What is asked:
Copy out the whole forum thread on registration papers for dogs word for word.

A reputable breeder who has a litter and breeds for show dogs will always have some that are pets, and not show quality. They have the exact same "papers" as their littermates who could be champions. And most of these breeders will sell these puppies with limited registration. Which means they can't be shown or bred from, but must be altered.

I guess I am rambling, but I really don't understand the need for papers or the prestige of them if you are just looking for a family pet. You would be much farther ahead to look at a lot of litters and see the mom and other family members, hopefully the dad too. Maybe they kept a puppy from a previous breeding so you can see a sister/aunt grown up. If you like how the family looks, you will like how your puppy will turn out!  That's a much more accurate predictor than papers.

OH, and to go back to your original question... if you buy a dog without papers (AKC), then you won't be able to get them. They've got to come from the breeder, as AKC verifies the numbers, etc. on the parents. I don't know how other registries handle unregistered dogs, but if they are just looking at them and saying "yeah, they look purebred" and issuing papers, then I don't think that's worth much!

Brodysmom


----------



## Kioana (Mar 1, 2005)

you don't need papers but it's a something nice to have. Like i got the CKC papers for a few of my dogs that didn't have papers and I added there photo on the papers.

I framed them and plann to pplace them above there cage in thier room once i fix it up . so it's more for the owner but not needed.


----------



## freedomchis (Jul 28, 2007)

i agree with denise it cant be dont over here in uk at all if the parents arent registered then the pups cant be

but if you are only looking for a pet then why bother unless you want to breed or show the little one!!


----------

Data shown:
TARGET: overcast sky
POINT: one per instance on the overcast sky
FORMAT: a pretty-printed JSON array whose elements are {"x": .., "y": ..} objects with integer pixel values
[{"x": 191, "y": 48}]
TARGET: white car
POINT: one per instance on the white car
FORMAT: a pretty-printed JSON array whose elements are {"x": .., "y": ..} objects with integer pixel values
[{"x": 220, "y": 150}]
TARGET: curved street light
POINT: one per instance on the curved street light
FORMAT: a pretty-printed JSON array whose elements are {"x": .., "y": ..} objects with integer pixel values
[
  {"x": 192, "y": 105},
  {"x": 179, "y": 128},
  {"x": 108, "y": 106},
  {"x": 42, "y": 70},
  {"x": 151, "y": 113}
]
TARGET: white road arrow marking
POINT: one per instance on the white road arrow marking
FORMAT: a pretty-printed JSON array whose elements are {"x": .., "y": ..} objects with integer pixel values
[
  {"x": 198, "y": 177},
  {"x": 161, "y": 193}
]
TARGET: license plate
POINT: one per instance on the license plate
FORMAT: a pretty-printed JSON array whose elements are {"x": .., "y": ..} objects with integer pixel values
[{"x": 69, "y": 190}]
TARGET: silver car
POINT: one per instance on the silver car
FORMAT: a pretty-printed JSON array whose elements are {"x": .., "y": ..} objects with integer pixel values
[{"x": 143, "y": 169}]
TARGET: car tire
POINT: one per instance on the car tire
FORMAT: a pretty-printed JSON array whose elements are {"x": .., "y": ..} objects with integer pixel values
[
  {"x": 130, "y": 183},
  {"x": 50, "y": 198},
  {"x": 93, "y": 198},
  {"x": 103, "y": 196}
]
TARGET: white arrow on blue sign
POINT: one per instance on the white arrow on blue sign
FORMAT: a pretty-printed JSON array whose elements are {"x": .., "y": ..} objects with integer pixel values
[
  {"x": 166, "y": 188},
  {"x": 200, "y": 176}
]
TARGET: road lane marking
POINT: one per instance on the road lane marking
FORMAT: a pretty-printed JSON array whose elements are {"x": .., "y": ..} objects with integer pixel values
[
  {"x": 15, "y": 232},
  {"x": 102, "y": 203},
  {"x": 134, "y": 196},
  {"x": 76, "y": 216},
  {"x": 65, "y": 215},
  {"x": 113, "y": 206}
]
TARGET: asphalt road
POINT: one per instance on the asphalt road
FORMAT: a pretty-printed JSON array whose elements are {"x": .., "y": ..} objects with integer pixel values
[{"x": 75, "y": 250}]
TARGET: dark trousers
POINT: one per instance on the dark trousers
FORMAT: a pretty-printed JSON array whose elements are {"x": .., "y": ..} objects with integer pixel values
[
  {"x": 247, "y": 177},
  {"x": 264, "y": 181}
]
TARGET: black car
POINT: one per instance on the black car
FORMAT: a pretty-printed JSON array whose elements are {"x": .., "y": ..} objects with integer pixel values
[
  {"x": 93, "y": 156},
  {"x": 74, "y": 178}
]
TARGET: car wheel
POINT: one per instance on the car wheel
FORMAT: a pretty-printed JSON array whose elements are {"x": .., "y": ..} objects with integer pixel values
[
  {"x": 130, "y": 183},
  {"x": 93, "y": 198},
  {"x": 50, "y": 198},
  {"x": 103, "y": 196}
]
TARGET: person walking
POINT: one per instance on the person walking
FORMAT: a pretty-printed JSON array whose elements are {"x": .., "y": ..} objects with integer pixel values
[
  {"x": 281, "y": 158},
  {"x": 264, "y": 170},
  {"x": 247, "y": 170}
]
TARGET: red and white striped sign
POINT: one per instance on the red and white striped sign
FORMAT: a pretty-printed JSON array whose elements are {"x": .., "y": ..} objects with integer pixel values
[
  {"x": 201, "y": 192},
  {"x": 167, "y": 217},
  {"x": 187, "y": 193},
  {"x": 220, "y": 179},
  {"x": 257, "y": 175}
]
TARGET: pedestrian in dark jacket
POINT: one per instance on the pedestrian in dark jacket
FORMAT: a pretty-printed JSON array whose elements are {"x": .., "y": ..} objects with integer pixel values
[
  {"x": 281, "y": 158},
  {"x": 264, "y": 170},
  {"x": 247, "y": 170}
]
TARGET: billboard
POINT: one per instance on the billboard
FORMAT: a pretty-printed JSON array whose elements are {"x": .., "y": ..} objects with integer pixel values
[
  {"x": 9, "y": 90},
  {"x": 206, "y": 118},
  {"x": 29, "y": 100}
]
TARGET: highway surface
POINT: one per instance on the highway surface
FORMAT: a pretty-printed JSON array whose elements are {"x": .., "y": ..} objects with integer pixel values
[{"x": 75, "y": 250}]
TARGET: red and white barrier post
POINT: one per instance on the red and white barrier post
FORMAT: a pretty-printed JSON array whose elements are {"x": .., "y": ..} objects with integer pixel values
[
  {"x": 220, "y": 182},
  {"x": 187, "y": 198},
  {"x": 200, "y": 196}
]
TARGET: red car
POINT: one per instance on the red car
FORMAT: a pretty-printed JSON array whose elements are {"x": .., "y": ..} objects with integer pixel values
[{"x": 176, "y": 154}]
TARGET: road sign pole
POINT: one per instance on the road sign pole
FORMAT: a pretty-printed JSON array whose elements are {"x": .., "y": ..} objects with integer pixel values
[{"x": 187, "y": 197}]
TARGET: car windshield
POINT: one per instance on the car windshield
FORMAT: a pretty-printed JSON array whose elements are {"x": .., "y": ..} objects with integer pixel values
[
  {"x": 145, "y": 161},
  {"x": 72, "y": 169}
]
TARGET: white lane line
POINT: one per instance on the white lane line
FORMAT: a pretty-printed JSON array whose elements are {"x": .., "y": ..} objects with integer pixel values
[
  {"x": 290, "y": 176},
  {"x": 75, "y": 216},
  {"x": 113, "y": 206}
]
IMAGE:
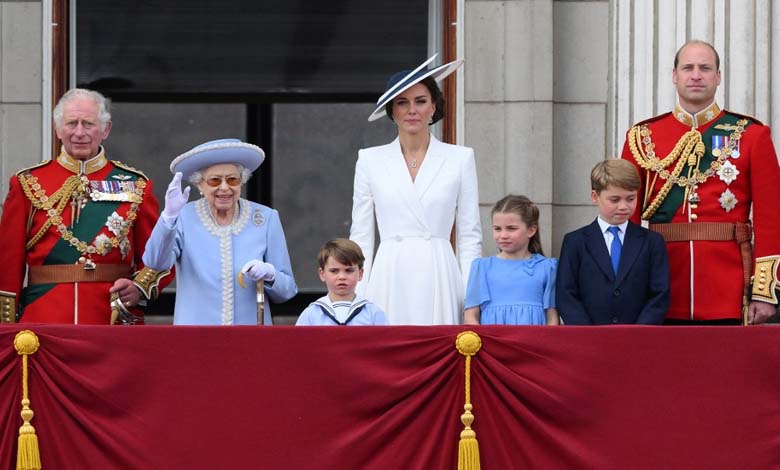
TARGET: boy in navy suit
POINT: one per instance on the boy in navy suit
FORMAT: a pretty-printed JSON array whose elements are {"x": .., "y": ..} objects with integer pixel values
[{"x": 613, "y": 271}]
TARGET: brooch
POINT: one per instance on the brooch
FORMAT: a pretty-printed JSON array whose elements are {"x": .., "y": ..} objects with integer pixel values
[{"x": 257, "y": 218}]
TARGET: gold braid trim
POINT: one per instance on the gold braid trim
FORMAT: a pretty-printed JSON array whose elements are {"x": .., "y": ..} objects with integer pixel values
[
  {"x": 688, "y": 150},
  {"x": 7, "y": 307},
  {"x": 71, "y": 188},
  {"x": 765, "y": 279},
  {"x": 148, "y": 280},
  {"x": 28, "y": 455},
  {"x": 37, "y": 196}
]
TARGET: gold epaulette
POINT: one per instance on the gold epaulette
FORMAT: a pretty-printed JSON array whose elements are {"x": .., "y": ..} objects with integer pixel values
[
  {"x": 7, "y": 307},
  {"x": 765, "y": 279},
  {"x": 148, "y": 280},
  {"x": 745, "y": 116},
  {"x": 130, "y": 169},
  {"x": 37, "y": 165},
  {"x": 652, "y": 119}
]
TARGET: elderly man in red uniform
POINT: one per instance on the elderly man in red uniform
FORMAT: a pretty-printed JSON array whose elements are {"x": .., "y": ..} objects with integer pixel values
[
  {"x": 702, "y": 169},
  {"x": 76, "y": 227}
]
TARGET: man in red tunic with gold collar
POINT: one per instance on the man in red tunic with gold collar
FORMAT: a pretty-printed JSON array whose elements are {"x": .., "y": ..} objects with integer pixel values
[
  {"x": 702, "y": 170},
  {"x": 76, "y": 227}
]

Answer in full:
A reputable breeder who has a litter and breeds for show dogs will always have some that are pets, and not show quality. They have the exact same "papers" as their littermates who could be champions. And most of these breeders will sell these puppies with limited registration. Which means they can't be shown or bred from, but must be altered.

I guess I am rambling, but I really don't understand the need for papers or the prestige of them if you are just looking for a family pet. You would be much farther ahead to look at a lot of litters and see the mom and other family members, hopefully the dad too. Maybe they kept a puppy from a previous breeding so you can see a sister/aunt grown up. If you like how the family looks, you will like how your puppy will turn out!  That's a much more accurate predictor than papers.

OH, and to go back to your original question... if you buy a dog without papers (AKC), then you won't be able to get them. They've got to come from the breeder, as AKC verifies the numbers, etc. on the parents. I don't know how other registries handle unregistered dogs, but if they are just looking at them and saying "yeah, they look purebred" and issuing papers, then I don't think that's worth much!

Brodysmom


----------



## Kioana (Mar 1, 2005)

you don't need papers but it's a something nice to have. Like i got the CKC papers for a few of my dogs that didn't have papers and I added there photo on the papers.

I framed them and plann to pplace them above there cage in thier room once i fix it up . so it's more for the owner but not needed.


----------



## freedomchis (Jul 28, 2007)

i agree with denise it cant be dont over here in uk at all if the parents arent registered then the pups cant be

but if you are only looking for a pet then why bother unless you want to breed or show the little one!!


----------